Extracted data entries

########################################

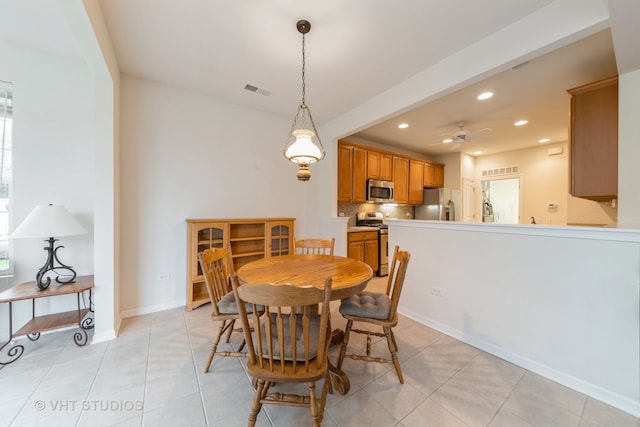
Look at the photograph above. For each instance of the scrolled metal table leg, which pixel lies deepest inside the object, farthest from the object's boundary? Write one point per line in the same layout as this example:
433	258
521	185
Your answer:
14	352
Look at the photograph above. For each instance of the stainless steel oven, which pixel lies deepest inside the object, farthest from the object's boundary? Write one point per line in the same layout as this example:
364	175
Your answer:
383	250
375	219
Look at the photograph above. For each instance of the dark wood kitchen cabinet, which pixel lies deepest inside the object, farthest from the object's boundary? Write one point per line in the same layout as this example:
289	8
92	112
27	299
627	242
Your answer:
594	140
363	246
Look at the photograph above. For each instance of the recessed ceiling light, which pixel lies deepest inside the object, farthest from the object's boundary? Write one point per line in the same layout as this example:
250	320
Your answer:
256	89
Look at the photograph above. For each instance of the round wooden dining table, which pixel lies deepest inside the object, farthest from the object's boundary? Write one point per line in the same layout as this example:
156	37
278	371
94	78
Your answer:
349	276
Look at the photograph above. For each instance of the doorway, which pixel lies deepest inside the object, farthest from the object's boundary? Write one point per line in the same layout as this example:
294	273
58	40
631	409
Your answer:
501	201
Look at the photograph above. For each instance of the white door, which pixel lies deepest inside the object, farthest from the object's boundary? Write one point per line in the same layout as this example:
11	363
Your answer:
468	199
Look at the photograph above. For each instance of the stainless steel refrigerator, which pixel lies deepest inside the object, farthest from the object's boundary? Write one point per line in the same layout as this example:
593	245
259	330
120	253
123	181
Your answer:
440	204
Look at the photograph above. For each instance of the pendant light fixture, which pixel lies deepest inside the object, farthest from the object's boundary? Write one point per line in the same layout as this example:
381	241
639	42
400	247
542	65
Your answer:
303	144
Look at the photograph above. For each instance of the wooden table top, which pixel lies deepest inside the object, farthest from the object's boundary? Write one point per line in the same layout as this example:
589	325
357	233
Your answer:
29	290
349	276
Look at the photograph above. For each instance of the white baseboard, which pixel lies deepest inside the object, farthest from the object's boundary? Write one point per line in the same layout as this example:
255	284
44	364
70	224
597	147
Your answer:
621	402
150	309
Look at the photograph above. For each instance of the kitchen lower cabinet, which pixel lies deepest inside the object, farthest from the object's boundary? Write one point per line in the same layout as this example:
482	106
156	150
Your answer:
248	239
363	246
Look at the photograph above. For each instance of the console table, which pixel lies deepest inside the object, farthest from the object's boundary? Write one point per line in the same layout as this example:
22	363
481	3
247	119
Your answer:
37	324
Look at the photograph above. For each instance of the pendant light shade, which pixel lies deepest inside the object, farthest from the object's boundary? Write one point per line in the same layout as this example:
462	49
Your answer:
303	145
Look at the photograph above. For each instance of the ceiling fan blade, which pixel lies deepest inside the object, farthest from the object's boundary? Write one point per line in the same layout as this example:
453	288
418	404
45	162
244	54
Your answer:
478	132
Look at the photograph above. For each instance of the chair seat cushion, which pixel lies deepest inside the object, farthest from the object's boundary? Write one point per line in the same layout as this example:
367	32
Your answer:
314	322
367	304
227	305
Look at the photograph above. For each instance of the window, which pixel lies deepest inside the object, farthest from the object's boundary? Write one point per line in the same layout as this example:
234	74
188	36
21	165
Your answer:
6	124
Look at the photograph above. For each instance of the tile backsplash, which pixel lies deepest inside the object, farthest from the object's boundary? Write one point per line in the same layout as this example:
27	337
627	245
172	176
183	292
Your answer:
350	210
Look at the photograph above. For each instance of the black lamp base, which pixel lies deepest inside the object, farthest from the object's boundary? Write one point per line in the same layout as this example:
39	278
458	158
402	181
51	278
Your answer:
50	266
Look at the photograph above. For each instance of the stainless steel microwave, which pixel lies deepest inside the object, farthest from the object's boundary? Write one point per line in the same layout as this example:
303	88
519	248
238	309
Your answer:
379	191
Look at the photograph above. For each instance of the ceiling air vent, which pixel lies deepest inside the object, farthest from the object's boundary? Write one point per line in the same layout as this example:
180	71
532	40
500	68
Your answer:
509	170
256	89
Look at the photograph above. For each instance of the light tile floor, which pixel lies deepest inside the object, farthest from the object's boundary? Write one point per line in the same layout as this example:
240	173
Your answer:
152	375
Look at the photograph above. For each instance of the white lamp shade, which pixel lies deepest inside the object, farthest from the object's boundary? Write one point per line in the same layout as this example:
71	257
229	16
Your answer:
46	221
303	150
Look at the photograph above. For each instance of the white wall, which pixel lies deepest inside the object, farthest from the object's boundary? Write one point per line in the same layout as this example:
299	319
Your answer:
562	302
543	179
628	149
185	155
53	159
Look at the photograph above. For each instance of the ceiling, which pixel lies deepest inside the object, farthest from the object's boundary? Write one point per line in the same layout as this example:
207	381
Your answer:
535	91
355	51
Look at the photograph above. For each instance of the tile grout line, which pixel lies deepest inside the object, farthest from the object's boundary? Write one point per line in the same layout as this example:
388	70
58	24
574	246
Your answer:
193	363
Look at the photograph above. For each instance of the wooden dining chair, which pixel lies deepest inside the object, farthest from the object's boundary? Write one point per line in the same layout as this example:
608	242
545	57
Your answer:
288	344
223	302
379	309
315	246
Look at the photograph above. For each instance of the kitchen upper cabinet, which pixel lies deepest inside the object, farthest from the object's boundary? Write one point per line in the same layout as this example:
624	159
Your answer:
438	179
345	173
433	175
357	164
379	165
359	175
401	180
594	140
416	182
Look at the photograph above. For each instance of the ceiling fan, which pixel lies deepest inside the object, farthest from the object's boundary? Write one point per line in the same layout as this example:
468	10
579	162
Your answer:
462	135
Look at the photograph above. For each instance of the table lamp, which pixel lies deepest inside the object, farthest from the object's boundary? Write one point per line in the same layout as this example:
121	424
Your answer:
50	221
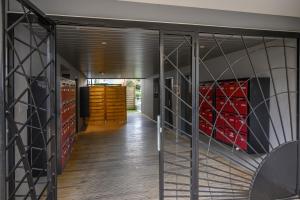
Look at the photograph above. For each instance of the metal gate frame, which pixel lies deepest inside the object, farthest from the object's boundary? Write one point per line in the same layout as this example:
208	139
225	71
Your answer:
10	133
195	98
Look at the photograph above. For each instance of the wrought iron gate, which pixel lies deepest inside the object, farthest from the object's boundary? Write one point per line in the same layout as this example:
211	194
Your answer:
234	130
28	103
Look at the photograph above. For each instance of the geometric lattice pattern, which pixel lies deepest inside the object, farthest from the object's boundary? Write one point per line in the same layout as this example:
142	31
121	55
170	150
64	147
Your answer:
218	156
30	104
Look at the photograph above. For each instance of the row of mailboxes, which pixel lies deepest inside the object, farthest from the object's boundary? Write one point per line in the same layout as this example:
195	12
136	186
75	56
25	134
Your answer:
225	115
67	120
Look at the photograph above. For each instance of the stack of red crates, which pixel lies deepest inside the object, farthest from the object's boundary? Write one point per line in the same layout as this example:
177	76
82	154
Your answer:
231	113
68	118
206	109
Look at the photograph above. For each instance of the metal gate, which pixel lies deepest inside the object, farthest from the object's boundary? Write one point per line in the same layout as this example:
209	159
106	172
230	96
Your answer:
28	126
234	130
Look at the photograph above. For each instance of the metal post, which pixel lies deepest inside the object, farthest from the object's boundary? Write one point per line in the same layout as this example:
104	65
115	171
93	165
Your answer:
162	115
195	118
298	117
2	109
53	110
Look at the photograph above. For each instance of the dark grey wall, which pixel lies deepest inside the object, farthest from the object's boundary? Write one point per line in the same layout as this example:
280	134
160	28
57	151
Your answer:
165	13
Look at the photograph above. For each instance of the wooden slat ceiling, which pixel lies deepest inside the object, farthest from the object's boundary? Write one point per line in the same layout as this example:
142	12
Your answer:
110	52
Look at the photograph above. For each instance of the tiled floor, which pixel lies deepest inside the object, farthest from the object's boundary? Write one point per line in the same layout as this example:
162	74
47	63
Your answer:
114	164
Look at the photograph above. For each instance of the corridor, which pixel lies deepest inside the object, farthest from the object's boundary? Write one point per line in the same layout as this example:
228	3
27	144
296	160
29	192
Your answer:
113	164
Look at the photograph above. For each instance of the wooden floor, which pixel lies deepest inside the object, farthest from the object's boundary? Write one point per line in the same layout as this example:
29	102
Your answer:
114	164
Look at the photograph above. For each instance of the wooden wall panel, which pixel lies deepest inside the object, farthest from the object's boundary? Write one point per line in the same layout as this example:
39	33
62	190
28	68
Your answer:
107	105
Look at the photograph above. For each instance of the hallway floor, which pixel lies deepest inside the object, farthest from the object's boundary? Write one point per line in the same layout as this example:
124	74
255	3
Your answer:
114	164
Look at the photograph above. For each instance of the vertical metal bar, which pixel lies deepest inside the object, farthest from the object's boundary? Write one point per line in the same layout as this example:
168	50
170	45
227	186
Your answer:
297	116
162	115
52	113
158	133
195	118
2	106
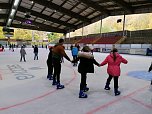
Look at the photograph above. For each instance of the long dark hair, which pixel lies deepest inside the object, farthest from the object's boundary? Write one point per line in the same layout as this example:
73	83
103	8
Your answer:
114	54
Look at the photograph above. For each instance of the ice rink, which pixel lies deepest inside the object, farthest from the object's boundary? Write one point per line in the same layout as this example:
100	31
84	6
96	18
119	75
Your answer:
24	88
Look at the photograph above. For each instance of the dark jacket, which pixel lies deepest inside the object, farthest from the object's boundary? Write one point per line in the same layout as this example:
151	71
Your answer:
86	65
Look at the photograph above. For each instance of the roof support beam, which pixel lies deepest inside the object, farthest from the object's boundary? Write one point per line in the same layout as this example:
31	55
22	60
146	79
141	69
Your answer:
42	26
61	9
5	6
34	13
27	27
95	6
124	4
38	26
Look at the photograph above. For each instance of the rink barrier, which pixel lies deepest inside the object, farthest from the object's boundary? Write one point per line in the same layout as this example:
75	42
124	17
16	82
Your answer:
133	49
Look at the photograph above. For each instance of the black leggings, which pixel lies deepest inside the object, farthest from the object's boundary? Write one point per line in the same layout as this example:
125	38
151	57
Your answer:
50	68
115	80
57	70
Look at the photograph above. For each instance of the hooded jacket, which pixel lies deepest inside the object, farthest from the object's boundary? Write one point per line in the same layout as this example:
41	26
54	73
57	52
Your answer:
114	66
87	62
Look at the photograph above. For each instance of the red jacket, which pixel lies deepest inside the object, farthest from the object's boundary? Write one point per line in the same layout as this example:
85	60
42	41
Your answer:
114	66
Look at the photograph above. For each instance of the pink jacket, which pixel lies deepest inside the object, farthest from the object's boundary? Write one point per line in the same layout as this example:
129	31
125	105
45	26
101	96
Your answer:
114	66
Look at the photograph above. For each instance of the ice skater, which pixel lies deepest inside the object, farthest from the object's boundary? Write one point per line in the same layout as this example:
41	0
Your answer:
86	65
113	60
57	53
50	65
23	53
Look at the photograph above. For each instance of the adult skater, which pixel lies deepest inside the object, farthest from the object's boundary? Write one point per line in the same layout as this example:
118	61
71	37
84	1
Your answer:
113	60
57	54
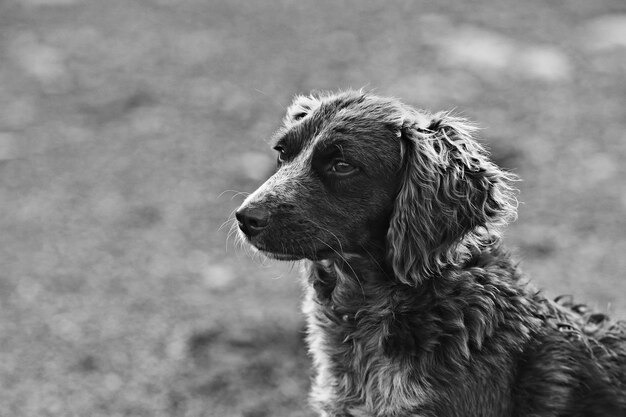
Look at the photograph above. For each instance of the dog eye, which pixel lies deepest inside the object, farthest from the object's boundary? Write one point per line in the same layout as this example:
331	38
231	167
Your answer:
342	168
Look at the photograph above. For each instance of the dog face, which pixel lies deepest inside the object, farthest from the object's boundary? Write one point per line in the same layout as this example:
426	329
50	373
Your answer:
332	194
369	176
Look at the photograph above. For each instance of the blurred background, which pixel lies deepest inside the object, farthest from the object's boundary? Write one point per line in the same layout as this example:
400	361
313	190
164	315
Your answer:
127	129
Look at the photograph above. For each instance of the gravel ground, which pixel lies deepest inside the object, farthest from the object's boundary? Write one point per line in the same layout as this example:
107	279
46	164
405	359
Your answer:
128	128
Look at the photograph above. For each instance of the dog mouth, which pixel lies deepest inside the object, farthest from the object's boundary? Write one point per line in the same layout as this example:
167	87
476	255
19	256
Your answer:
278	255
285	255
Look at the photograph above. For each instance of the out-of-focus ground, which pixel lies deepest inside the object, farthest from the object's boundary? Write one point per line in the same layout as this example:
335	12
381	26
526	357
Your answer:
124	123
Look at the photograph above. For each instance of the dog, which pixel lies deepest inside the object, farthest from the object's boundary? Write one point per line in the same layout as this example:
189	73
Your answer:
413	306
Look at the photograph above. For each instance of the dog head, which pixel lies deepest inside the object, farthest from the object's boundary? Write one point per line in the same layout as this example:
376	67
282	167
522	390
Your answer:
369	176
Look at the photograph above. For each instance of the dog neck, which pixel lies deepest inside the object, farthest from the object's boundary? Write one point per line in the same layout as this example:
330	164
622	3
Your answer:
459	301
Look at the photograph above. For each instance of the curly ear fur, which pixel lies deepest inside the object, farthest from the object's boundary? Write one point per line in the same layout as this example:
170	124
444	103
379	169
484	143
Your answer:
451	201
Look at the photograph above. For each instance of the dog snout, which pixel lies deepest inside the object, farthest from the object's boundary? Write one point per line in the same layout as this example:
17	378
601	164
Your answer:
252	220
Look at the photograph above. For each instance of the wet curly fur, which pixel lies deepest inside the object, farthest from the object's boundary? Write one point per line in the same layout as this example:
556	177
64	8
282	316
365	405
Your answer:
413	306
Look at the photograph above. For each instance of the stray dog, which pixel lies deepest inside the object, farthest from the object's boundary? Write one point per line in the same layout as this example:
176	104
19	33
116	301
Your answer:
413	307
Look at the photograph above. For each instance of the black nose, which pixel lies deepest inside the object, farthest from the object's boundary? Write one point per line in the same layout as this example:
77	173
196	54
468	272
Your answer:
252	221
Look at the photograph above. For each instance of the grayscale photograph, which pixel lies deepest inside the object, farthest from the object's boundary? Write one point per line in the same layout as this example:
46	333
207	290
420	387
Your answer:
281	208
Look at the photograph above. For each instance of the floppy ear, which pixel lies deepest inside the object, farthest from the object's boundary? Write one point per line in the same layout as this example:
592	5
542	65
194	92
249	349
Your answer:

########################################

→ Problem requirements: Copy out everything from the line containing "Look at the photograph above. For each instance of the wet" down to the end of the data, reproducing each line unchanged.

→ Exercise solution:
Look at the photograph above. For each instance of the wet curly fur, which pixel lies deepest inside the object, farthest from the object's boundary? Write one point per line in the same layout as this example:
556	177
64	8
282	316
365	405
Your answer:
413	306
Look at the photograph above. For each instance of the stray dog, which pixel lies deepest inside the object, farthest from the object's boundary? Write one point per line in the same layout as this example:
176	104
19	33
116	301
Your answer:
413	307
Look at the photograph above. For each instance of the black nose, which pixel lies deepest inside the object, farthest from the object's boundary? Write one point per line in the same layout as this example:
77	173
196	54
468	272
Your answer:
252	221
Look at the photograph above. For each instance of the grayscale photograph, which pixel lies deepest inside the object, farthest from the object's boundary? Write one point per line in the same layout as this example:
46	333
207	290
420	387
Your answer:
281	208
Look at the photograph above. For each instance of the floppy ear, which pixel lies deepest inside the object, farthest from the object's boundary? Write one point per line in the same layout as this example:
592	5
542	65
194	92
249	349
Your answer:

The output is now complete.